Record excerpts section start

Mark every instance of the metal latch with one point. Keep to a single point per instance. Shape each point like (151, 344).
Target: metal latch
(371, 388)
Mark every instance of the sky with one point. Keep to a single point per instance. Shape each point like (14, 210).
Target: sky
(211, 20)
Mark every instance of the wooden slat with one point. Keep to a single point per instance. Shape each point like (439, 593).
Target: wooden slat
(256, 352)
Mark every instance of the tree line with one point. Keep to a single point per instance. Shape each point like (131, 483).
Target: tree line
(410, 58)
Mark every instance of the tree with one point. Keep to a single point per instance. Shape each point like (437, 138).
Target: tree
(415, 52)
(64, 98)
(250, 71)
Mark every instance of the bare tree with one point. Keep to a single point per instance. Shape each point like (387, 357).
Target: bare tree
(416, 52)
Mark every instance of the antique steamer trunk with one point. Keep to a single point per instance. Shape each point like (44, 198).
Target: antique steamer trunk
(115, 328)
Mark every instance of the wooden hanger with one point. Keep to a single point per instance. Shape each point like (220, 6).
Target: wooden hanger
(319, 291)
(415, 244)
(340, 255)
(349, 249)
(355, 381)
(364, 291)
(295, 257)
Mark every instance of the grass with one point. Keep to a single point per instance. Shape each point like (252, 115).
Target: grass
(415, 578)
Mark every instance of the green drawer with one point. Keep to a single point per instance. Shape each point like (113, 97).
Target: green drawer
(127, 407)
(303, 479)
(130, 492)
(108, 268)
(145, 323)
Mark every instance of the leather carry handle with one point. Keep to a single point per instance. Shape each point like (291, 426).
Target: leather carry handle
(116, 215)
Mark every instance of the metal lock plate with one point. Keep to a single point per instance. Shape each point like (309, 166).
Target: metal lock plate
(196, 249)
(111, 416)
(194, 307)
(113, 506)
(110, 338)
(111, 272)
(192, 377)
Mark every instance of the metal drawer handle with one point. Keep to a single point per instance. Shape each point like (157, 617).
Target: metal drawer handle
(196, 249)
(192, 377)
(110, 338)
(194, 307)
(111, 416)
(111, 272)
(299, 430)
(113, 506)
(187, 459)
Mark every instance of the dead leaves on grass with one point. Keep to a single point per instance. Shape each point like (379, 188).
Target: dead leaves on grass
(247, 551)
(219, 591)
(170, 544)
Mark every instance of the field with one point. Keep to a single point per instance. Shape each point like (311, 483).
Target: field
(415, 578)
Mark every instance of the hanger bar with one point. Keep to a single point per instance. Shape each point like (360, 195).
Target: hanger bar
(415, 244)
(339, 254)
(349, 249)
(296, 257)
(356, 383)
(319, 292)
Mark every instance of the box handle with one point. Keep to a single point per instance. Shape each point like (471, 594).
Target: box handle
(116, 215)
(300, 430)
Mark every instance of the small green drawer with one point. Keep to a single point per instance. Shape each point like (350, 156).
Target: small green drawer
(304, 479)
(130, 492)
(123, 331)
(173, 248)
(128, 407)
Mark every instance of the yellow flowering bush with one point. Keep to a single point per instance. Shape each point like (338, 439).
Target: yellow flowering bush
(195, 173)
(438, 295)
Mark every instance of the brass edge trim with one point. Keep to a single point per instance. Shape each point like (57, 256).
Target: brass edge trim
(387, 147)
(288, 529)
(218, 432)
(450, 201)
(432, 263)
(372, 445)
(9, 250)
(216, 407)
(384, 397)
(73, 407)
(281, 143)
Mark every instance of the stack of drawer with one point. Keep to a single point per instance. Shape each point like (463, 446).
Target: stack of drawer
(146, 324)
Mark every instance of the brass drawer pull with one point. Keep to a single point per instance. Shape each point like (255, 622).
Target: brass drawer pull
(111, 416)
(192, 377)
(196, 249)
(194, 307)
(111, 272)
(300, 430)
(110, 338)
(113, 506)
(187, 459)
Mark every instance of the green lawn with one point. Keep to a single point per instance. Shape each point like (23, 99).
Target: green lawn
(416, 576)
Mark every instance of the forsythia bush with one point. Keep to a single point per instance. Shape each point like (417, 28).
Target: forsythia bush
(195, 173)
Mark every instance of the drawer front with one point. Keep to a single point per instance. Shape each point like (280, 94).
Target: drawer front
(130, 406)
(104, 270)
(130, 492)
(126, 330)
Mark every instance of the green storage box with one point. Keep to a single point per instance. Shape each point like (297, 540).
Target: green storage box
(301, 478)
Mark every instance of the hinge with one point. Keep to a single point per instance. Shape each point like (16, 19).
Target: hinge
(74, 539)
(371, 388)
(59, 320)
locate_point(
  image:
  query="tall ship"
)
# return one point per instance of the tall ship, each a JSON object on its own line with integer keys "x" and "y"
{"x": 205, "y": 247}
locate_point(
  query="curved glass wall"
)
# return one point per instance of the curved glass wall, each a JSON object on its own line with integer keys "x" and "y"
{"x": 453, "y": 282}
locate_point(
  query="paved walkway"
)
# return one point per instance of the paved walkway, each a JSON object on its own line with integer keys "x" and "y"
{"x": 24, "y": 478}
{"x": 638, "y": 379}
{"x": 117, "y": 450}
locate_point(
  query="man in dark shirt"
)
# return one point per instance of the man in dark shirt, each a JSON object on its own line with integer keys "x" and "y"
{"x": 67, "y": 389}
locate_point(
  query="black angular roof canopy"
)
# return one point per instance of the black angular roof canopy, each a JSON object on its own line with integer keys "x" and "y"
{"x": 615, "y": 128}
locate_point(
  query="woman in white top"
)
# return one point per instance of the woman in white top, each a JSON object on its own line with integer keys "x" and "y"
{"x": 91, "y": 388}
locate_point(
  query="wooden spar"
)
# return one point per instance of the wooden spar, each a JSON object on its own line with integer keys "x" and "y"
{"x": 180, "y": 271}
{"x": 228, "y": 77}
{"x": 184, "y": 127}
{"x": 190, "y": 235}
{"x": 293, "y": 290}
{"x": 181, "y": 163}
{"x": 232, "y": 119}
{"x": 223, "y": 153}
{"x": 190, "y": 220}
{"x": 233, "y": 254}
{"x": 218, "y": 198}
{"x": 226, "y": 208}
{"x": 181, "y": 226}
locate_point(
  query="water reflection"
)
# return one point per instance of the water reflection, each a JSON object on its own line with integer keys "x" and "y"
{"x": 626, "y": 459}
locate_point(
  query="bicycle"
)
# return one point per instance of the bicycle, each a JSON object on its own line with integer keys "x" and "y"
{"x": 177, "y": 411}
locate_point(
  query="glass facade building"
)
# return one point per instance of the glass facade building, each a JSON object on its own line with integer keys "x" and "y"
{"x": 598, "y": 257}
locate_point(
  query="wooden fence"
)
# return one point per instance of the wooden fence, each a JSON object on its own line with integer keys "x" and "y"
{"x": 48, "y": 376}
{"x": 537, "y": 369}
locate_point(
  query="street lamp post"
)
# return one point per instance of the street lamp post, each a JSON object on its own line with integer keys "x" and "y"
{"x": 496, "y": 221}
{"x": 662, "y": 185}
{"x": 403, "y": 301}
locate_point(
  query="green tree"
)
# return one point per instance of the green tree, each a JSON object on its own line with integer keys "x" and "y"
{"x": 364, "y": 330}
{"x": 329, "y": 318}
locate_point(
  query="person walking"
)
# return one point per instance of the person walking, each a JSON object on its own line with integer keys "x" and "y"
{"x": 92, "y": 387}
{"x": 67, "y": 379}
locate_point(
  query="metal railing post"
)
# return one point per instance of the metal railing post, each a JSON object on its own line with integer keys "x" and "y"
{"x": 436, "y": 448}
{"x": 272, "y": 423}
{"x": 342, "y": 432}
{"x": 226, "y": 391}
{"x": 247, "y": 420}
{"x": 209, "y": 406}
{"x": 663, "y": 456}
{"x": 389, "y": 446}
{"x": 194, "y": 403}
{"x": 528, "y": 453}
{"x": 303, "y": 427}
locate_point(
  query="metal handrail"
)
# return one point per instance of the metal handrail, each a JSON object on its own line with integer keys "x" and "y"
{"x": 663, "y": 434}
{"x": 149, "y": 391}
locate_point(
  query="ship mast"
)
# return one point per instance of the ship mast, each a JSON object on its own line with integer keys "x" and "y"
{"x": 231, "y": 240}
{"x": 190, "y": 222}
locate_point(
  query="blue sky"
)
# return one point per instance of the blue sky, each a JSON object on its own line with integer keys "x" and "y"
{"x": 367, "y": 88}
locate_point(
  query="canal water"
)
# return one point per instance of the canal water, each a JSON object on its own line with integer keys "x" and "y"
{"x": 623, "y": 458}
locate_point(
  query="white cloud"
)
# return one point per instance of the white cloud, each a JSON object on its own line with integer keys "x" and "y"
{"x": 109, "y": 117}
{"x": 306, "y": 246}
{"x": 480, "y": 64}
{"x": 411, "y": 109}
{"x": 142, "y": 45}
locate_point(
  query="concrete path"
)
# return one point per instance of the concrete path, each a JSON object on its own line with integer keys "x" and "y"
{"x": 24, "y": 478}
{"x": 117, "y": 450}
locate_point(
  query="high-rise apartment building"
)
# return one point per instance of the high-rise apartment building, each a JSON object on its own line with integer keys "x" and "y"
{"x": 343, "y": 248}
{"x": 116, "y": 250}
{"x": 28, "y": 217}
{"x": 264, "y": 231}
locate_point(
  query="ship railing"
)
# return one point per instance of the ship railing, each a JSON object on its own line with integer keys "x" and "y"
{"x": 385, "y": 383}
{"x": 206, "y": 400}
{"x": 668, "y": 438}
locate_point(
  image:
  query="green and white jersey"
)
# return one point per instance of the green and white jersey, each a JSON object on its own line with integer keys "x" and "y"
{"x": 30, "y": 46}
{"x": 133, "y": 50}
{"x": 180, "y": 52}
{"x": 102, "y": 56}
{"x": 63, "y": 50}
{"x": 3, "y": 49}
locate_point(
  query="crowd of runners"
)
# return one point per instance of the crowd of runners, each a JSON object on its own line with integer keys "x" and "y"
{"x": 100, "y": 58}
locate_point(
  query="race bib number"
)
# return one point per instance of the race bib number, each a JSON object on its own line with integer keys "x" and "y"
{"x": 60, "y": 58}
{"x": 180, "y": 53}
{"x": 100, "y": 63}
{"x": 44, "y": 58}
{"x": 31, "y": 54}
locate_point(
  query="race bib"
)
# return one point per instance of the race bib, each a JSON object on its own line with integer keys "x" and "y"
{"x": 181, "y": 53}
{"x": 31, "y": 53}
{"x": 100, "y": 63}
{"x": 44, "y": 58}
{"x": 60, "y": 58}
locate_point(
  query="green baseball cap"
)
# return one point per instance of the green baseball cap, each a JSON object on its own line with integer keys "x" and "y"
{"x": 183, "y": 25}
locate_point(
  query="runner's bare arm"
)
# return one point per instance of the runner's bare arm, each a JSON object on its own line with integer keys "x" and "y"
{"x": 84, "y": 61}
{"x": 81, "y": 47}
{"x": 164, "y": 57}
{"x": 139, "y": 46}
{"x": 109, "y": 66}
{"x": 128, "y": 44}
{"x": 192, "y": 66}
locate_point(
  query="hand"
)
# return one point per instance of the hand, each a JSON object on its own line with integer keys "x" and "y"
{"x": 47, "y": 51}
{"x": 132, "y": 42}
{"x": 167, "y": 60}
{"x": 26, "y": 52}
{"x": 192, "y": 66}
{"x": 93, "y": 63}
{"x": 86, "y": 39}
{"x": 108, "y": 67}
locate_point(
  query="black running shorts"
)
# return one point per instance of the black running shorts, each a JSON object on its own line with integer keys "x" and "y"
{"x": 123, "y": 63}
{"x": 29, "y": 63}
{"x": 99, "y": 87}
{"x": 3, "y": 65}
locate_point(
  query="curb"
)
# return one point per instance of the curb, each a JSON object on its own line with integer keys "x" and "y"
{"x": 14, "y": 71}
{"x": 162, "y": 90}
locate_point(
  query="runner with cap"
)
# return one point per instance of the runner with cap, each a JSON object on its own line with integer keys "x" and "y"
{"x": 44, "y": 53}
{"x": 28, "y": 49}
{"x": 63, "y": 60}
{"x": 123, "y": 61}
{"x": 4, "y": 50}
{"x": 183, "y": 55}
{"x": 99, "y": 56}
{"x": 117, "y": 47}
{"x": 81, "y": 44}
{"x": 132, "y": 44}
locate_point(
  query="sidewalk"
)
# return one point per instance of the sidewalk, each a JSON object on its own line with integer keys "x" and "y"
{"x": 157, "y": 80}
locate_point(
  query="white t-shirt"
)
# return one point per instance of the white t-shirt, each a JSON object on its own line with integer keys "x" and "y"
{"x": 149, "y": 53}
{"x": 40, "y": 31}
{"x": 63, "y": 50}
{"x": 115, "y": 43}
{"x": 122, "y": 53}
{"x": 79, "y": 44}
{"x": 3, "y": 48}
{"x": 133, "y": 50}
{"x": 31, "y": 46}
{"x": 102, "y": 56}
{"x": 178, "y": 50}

Record excerpts section end

*Exercise aim*:
Lines from the start of the records through the one containing "Mark every instance of the antique" are what should be retyped, exactly and in full, both ends included.

*Answer section*:
Mark every instance of the metal latch with one point. Keep to a single point per instance. Shape each point like (151, 344).
Target: metal latch
(371, 388)
Mark every instance of the sky with one point. Keep to a single point per instance. Shape each point like (14, 210).
Target: sky
(211, 20)
Mark every instance of the wooden slat with one point. Keep to a single point per instance. Shape each point like (439, 593).
Target: wooden slat
(256, 352)
Mark every instance of the tree line with one point. Keep to a single point per instance. Shape each point like (131, 483).
Target: tree line
(410, 58)
Mark every instance of the tree with one point. Keep to a single point per instance. Shape each point like (437, 138).
Target: tree
(415, 52)
(64, 98)
(250, 71)
Mark every instance of the bare tree with one point. Keep to a single point per instance. Shape each point like (387, 357).
Target: bare tree
(416, 52)
Mark every instance of the antique steamer trunk with one point. Keep to a single point per instance. Shape each point like (44, 198).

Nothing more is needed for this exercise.